::: Information provided :::
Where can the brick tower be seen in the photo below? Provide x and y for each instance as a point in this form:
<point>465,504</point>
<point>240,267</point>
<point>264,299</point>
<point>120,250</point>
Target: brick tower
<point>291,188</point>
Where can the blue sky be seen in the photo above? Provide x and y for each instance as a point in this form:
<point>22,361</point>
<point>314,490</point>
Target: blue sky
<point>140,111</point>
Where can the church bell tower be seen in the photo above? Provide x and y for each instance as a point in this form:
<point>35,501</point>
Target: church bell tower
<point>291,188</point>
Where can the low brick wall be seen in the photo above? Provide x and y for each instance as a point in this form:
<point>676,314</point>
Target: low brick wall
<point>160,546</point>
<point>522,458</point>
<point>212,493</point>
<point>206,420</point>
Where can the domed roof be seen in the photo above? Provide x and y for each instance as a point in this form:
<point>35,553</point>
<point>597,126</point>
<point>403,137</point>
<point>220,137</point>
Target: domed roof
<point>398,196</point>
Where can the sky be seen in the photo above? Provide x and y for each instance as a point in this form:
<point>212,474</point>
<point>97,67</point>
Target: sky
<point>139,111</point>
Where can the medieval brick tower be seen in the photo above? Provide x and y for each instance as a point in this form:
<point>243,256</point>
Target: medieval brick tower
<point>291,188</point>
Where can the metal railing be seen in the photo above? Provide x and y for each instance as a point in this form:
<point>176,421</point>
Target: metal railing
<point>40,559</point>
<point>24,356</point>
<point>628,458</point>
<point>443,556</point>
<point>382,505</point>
:::
▶ Exercise objective
Quote verbatim the line containing "Target: church bell tower" and every line after it through the end of the records above.

▶ Task output
Target: church bell tower
<point>291,188</point>
Where can the low brick wall be seen in the photo above? Provide x and y for each instance as a point in this form:
<point>676,314</point>
Target: low brick wall
<point>160,546</point>
<point>522,458</point>
<point>212,493</point>
<point>206,420</point>
Where can the domed roof be seen in the photo above? Provide x and y for each instance as a point in this form:
<point>35,553</point>
<point>597,126</point>
<point>403,137</point>
<point>220,137</point>
Target: domed roof
<point>398,196</point>
Where can the sky be seen in the photo above? Provide x and y for each instance as a point in this form:
<point>212,474</point>
<point>97,67</point>
Target: sky
<point>139,111</point>
Where can the medieval brick tower be seen in the photo above? Provide x and y for each instance as a point in this form:
<point>243,256</point>
Target: medieval brick tower
<point>291,188</point>
Where can the metal railing be seen in the photo above? Provide x and y for each instance as a point in this form:
<point>176,421</point>
Target: metal railing
<point>40,559</point>
<point>24,356</point>
<point>628,458</point>
<point>443,556</point>
<point>382,505</point>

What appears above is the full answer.